## Goal of the exercise
Lay out every line of the records below as a Markdown table with the columns "Row" and "Line", one numbered row per line, skipping blank lines.

## Input rows
- - -

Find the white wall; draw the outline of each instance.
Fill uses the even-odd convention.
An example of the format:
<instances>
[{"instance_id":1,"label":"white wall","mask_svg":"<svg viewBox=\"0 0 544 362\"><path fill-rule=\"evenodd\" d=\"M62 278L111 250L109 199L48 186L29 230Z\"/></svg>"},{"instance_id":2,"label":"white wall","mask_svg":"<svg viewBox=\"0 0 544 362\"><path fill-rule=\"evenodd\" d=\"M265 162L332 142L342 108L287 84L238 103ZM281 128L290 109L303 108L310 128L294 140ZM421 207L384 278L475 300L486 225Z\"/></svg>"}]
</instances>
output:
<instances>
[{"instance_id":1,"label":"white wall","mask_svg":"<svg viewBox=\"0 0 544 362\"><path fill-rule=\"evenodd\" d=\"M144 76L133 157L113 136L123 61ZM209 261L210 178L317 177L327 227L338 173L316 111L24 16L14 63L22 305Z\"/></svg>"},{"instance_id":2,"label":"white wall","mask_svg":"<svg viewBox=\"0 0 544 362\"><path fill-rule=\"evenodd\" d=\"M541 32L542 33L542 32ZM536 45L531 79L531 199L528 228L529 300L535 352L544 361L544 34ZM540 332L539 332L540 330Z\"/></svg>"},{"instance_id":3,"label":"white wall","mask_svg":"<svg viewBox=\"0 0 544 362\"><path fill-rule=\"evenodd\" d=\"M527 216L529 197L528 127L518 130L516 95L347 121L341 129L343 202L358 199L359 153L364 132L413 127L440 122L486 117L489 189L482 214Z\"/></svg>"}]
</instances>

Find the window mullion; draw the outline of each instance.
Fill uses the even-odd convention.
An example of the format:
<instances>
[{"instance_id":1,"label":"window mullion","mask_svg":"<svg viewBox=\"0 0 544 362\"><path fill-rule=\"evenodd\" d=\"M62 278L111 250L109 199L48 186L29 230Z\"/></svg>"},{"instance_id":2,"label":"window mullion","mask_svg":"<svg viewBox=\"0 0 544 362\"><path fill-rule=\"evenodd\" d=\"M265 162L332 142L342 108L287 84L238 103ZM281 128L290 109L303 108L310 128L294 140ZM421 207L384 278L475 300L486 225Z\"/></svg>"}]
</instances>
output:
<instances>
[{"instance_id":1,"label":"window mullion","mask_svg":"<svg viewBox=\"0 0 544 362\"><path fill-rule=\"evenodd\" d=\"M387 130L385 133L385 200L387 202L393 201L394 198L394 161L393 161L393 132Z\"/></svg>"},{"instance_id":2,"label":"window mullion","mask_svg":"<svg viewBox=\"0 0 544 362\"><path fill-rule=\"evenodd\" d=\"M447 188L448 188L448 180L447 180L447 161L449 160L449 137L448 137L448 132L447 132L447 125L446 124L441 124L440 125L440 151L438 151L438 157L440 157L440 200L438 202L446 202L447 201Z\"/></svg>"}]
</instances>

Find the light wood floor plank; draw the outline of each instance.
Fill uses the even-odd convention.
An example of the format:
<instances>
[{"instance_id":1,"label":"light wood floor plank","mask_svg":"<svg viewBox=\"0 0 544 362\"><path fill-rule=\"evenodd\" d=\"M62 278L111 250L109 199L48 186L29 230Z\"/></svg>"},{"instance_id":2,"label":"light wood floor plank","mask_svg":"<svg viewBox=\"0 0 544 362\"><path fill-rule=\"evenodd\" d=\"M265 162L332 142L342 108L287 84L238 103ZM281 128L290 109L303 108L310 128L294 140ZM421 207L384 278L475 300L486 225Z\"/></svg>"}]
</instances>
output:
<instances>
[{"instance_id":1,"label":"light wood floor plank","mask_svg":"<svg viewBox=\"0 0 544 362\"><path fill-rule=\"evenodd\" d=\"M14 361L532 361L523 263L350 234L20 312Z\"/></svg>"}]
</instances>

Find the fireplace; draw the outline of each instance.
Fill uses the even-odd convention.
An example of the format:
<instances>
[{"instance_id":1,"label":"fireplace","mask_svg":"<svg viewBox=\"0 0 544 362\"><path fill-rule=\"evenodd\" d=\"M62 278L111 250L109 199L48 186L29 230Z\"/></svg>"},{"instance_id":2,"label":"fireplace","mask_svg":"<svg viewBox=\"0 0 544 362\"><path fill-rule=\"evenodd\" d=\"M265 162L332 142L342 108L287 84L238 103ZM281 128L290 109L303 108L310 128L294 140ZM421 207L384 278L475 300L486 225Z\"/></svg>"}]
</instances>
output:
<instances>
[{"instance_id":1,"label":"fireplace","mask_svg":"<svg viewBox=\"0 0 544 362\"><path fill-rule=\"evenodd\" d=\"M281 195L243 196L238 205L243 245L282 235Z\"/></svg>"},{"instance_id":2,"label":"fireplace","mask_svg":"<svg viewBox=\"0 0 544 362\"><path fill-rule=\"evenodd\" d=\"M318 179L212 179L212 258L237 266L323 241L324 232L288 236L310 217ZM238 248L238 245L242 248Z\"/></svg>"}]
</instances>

- - -

## Exercise answer
| Row | Line |
|---|---|
| 1 | Find the white wall; draw the outline of each instance. |
| 2 | Fill uses the even-odd convention. |
| 3 | An example of the format: |
| 4 | <instances> |
| 5 | [{"instance_id":1,"label":"white wall","mask_svg":"<svg viewBox=\"0 0 544 362\"><path fill-rule=\"evenodd\" d=\"M62 278L111 250L109 199L48 186L29 230Z\"/></svg>"},{"instance_id":2,"label":"white wall","mask_svg":"<svg viewBox=\"0 0 544 362\"><path fill-rule=\"evenodd\" d=\"M265 162L332 142L342 108L287 84L238 103ZM281 128L290 109L303 108L310 128L294 140ZM421 207L384 278L475 300L486 225Z\"/></svg>"}] |
| 6 | </instances> |
| 7 | output: |
| 8 | <instances> |
| 9 | [{"instance_id":1,"label":"white wall","mask_svg":"<svg viewBox=\"0 0 544 362\"><path fill-rule=\"evenodd\" d=\"M144 76L133 157L113 136L123 61ZM209 261L210 178L317 177L327 227L338 173L316 111L24 16L14 63L22 305Z\"/></svg>"},{"instance_id":2,"label":"white wall","mask_svg":"<svg viewBox=\"0 0 544 362\"><path fill-rule=\"evenodd\" d=\"M541 32L542 33L542 32ZM536 45L531 79L531 199L528 228L529 300L535 352L544 361L544 34ZM540 332L539 332L540 330Z\"/></svg>"},{"instance_id":3,"label":"white wall","mask_svg":"<svg viewBox=\"0 0 544 362\"><path fill-rule=\"evenodd\" d=\"M527 216L529 197L528 127L518 130L516 95L347 121L341 129L343 202L358 199L359 153L364 132L413 127L440 122L486 117L489 189L482 214Z\"/></svg>"}] |
| 10 | </instances> |
| 11 | Find the window mullion; draw the outline of each instance. |
| 12 | Fill uses the even-odd convention. |
| 13 | An example of the format: |
| 14 | <instances> |
| 15 | [{"instance_id":1,"label":"window mullion","mask_svg":"<svg viewBox=\"0 0 544 362\"><path fill-rule=\"evenodd\" d=\"M62 278L111 250L109 199L48 186L29 230Z\"/></svg>"},{"instance_id":2,"label":"window mullion","mask_svg":"<svg viewBox=\"0 0 544 362\"><path fill-rule=\"evenodd\" d=\"M265 162L332 142L342 108L287 84L238 103ZM281 128L290 109L303 108L310 128L294 140ZM421 207L384 278L475 300L486 225Z\"/></svg>"}] |
| 16 | </instances> |
| 17 | output: |
| 18 | <instances> |
| 19 | [{"instance_id":1,"label":"window mullion","mask_svg":"<svg viewBox=\"0 0 544 362\"><path fill-rule=\"evenodd\" d=\"M387 130L385 133L385 200L387 202L393 201L394 198L394 161L393 161L393 132Z\"/></svg>"},{"instance_id":2,"label":"window mullion","mask_svg":"<svg viewBox=\"0 0 544 362\"><path fill-rule=\"evenodd\" d=\"M447 188L448 188L448 180L447 180L447 161L449 160L449 137L448 137L448 132L447 132L447 125L446 124L441 124L440 125L440 151L438 151L438 157L440 157L440 200L438 202L446 202L447 201Z\"/></svg>"}] |
| 20 | </instances> |
| 21 | Find the light wood floor plank; draw the outline of each instance. |
| 22 | Fill uses the even-odd convention. |
| 23 | An example of the format: |
| 24 | <instances> |
| 25 | [{"instance_id":1,"label":"light wood floor plank","mask_svg":"<svg viewBox=\"0 0 544 362\"><path fill-rule=\"evenodd\" d=\"M62 278L111 250L109 199L48 186L29 230Z\"/></svg>"},{"instance_id":2,"label":"light wood floor plank","mask_svg":"<svg viewBox=\"0 0 544 362\"><path fill-rule=\"evenodd\" d=\"M265 162L332 142L342 108L287 84L238 103ZM281 128L290 109L303 108L310 128L294 140ZM421 207L384 278L475 300L486 225Z\"/></svg>"}] |
| 26 | </instances> |
| 27 | output: |
| 28 | <instances> |
| 29 | [{"instance_id":1,"label":"light wood floor plank","mask_svg":"<svg viewBox=\"0 0 544 362\"><path fill-rule=\"evenodd\" d=\"M14 361L532 361L523 263L350 234L20 312Z\"/></svg>"}] |
| 30 | </instances> |
| 31 | Find the fireplace; draw the outline of each instance. |
| 32 | Fill uses the even-odd convention. |
| 33 | An example of the format: |
| 34 | <instances> |
| 35 | [{"instance_id":1,"label":"fireplace","mask_svg":"<svg viewBox=\"0 0 544 362\"><path fill-rule=\"evenodd\" d=\"M62 278L111 250L109 199L48 186L29 230Z\"/></svg>"},{"instance_id":2,"label":"fireplace","mask_svg":"<svg viewBox=\"0 0 544 362\"><path fill-rule=\"evenodd\" d=\"M265 162L332 142L342 108L287 84L238 103ZM281 128L290 109L303 108L310 128L294 140ZM421 207L384 278L475 300L486 225Z\"/></svg>"}] |
| 36 | </instances> |
| 37 | output: |
| 38 | <instances> |
| 39 | [{"instance_id":1,"label":"fireplace","mask_svg":"<svg viewBox=\"0 0 544 362\"><path fill-rule=\"evenodd\" d=\"M281 195L243 196L238 205L243 245L282 235Z\"/></svg>"},{"instance_id":2,"label":"fireplace","mask_svg":"<svg viewBox=\"0 0 544 362\"><path fill-rule=\"evenodd\" d=\"M318 179L212 179L212 258L237 266L323 241L324 232L288 236L310 217ZM238 248L238 245L242 248Z\"/></svg>"}] |
| 40 | </instances> |